■ WHAT TO DO ■
Please extract every line in the items below that contains the string "blue", matching case exactly.

■ PROVIDED ENTRIES ■
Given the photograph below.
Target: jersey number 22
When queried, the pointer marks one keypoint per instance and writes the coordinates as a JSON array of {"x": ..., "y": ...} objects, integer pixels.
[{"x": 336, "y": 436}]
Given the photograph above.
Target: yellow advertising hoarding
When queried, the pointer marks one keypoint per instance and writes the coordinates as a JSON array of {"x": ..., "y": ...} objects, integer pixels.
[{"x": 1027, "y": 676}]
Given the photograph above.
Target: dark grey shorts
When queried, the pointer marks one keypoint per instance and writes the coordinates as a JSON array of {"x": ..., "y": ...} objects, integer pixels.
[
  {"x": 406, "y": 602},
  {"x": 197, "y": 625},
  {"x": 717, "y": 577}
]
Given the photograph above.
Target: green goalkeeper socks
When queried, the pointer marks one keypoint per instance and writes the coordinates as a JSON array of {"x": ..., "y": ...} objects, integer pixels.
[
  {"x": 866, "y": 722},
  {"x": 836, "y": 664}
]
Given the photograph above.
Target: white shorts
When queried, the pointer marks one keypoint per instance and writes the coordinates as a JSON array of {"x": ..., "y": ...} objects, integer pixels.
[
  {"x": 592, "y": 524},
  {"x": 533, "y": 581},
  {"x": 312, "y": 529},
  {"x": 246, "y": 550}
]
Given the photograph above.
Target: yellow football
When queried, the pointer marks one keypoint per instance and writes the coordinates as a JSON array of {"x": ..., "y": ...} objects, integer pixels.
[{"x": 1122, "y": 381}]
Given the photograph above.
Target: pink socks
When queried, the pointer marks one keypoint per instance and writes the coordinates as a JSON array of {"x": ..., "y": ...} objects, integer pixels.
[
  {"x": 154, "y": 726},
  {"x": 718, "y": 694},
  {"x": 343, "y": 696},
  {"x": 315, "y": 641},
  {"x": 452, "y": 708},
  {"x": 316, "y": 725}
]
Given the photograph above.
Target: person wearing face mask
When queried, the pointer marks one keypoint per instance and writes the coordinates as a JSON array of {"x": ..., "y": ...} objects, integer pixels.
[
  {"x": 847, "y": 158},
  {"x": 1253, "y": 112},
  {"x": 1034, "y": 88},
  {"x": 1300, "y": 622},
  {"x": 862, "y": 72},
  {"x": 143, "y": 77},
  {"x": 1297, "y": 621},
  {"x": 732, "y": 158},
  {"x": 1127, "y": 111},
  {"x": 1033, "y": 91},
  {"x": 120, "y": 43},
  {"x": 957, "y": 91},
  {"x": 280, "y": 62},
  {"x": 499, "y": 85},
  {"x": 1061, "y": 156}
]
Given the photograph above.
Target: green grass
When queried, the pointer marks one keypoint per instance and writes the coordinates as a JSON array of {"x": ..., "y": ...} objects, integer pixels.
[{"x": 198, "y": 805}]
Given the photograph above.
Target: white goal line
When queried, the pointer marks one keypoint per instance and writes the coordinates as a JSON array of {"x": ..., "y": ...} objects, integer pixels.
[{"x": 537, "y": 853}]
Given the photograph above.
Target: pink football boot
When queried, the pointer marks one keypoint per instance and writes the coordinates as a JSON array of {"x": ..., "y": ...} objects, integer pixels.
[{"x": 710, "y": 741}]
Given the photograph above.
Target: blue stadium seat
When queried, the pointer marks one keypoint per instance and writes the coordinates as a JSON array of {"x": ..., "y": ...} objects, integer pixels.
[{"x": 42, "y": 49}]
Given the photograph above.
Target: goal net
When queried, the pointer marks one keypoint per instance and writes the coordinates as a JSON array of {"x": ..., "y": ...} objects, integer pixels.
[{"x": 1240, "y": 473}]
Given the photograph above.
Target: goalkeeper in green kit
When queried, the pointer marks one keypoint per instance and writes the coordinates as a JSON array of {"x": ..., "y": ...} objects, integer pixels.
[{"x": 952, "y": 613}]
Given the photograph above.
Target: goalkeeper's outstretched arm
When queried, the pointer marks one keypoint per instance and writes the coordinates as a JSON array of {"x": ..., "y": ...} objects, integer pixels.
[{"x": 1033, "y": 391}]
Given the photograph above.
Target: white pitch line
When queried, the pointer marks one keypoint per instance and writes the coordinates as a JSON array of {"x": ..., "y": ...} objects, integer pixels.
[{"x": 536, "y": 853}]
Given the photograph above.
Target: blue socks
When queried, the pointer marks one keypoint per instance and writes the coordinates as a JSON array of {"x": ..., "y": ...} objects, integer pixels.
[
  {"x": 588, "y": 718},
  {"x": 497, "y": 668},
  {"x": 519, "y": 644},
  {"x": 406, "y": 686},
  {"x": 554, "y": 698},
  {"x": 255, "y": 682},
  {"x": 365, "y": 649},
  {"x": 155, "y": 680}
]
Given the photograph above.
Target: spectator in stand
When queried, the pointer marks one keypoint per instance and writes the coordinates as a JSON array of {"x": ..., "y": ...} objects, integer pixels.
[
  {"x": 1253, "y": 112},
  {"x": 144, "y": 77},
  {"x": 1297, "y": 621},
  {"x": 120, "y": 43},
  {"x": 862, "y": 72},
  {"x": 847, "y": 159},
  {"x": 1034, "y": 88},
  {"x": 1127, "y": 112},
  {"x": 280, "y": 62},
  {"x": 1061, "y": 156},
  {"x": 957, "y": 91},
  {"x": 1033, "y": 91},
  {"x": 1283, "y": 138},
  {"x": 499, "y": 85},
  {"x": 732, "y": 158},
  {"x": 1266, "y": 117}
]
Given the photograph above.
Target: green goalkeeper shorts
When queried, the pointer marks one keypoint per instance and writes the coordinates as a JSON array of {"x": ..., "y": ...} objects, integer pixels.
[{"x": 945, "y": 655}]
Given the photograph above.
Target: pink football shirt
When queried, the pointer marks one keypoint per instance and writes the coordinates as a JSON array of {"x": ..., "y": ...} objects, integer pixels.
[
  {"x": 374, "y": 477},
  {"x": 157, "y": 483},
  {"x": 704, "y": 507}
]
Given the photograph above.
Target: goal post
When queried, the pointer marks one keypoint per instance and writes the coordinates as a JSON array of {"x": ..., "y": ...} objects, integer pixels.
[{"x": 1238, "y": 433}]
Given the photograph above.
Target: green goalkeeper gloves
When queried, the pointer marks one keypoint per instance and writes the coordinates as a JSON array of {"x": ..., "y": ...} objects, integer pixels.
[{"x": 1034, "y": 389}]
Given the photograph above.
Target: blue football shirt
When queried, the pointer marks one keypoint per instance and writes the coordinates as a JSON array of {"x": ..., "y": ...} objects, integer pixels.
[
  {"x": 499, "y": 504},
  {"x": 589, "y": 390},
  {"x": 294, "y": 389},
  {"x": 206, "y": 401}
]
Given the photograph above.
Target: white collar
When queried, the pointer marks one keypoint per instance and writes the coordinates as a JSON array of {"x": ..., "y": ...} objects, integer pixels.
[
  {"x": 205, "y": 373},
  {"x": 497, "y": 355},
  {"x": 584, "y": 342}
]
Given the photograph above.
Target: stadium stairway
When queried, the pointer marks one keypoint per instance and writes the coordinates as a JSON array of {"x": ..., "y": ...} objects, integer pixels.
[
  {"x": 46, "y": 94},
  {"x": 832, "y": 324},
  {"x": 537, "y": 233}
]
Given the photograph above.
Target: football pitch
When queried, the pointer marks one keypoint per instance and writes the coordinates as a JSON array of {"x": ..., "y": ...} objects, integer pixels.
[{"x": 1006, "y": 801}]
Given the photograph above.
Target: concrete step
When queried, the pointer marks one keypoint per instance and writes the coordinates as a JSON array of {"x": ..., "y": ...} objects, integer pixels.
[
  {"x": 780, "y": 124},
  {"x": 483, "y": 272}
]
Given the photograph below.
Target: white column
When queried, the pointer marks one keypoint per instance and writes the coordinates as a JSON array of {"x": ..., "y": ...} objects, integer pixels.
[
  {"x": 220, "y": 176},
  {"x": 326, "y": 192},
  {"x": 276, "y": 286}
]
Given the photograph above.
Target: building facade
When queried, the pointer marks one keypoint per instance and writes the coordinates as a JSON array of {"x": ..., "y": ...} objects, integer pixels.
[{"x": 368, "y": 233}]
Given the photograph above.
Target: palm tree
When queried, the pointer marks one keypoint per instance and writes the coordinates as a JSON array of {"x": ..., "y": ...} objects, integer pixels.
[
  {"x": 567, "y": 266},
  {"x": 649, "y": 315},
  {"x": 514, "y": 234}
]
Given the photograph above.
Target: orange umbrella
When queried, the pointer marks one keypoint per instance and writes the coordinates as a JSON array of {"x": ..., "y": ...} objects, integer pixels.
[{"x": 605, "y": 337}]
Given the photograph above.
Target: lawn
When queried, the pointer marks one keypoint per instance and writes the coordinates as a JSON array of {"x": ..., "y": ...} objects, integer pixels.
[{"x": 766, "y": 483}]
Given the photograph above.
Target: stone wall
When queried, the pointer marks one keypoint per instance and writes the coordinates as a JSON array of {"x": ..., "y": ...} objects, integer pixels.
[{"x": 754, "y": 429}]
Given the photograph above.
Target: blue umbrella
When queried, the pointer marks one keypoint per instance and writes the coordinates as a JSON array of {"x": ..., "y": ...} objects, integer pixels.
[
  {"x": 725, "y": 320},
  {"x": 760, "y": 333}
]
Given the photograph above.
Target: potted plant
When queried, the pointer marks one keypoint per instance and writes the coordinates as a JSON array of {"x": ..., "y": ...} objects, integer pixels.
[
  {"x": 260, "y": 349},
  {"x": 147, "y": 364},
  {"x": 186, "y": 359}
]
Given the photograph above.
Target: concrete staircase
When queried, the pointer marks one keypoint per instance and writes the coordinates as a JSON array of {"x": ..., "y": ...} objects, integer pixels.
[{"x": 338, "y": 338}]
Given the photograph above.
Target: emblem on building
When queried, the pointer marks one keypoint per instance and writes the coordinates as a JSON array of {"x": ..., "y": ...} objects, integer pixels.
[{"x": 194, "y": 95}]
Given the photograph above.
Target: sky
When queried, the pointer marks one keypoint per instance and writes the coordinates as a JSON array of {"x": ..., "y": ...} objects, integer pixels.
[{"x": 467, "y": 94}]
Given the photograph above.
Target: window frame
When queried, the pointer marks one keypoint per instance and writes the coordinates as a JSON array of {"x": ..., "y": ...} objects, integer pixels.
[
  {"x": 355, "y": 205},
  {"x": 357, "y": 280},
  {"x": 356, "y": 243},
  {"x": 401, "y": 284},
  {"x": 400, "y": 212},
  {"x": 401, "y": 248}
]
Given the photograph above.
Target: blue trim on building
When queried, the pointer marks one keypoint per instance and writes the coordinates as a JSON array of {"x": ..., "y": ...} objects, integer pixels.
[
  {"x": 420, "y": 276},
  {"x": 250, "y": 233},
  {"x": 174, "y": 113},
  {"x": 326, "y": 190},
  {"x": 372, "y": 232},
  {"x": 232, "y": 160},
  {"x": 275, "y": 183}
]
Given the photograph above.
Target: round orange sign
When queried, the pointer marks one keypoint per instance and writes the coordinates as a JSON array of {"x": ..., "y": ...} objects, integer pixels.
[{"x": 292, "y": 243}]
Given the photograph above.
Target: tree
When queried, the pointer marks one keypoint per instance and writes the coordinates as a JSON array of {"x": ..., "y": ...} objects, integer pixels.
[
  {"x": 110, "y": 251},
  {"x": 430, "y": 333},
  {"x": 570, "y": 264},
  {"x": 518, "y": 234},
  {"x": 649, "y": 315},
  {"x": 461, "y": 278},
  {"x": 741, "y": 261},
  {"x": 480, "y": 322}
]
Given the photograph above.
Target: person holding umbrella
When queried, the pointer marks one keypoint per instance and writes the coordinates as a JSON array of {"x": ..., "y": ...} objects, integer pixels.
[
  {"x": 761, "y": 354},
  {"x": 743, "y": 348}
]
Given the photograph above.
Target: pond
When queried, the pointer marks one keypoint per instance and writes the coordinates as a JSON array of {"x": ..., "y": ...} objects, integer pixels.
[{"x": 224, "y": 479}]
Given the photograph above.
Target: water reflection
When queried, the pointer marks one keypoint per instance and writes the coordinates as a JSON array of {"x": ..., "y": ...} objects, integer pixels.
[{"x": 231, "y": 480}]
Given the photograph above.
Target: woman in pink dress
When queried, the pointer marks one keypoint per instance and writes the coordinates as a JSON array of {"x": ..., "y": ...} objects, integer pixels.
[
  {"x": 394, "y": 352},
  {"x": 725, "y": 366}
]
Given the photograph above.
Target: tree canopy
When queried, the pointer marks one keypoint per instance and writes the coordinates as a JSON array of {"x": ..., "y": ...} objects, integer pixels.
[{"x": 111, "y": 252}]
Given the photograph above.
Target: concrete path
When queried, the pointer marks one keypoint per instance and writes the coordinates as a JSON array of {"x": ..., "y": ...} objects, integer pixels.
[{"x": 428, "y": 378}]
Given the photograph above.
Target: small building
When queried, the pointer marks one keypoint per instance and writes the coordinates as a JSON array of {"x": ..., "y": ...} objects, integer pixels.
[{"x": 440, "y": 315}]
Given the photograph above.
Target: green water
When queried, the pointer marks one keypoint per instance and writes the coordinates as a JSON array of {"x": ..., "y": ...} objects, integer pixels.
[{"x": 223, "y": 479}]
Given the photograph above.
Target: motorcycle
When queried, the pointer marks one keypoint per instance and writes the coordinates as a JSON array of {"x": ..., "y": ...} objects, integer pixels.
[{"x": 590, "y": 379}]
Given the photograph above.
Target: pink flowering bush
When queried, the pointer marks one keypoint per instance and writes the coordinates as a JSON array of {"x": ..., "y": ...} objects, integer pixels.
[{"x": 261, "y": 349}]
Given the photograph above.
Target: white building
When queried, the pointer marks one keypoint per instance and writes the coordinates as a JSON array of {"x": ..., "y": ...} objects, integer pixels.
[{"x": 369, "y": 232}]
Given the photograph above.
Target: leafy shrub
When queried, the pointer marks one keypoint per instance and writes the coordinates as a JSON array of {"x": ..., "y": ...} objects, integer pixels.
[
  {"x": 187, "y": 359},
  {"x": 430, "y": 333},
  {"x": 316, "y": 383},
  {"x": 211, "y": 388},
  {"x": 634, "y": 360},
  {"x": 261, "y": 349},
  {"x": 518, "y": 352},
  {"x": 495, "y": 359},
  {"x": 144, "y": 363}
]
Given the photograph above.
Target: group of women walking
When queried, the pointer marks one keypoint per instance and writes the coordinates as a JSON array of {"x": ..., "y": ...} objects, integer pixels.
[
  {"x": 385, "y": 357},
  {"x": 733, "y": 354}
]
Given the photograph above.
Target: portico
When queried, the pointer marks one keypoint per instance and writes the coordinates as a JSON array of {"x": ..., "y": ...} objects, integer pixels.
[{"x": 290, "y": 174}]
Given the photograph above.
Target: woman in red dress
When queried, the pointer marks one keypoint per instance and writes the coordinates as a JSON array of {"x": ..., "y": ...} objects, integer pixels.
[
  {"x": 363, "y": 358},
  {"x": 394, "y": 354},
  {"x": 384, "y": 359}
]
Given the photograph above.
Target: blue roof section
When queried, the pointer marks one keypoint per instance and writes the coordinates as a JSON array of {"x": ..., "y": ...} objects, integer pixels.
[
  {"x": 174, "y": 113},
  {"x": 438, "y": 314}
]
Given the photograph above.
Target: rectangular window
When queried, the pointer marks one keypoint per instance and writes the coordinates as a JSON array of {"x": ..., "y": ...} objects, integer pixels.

■ OUTPUT OF THE EXERCISE ■
Target: blue stadium seat
Target: blue socks
Target: blue football shirt
Target: blue umbrella
Target: blue trim on building
Target: blue roof section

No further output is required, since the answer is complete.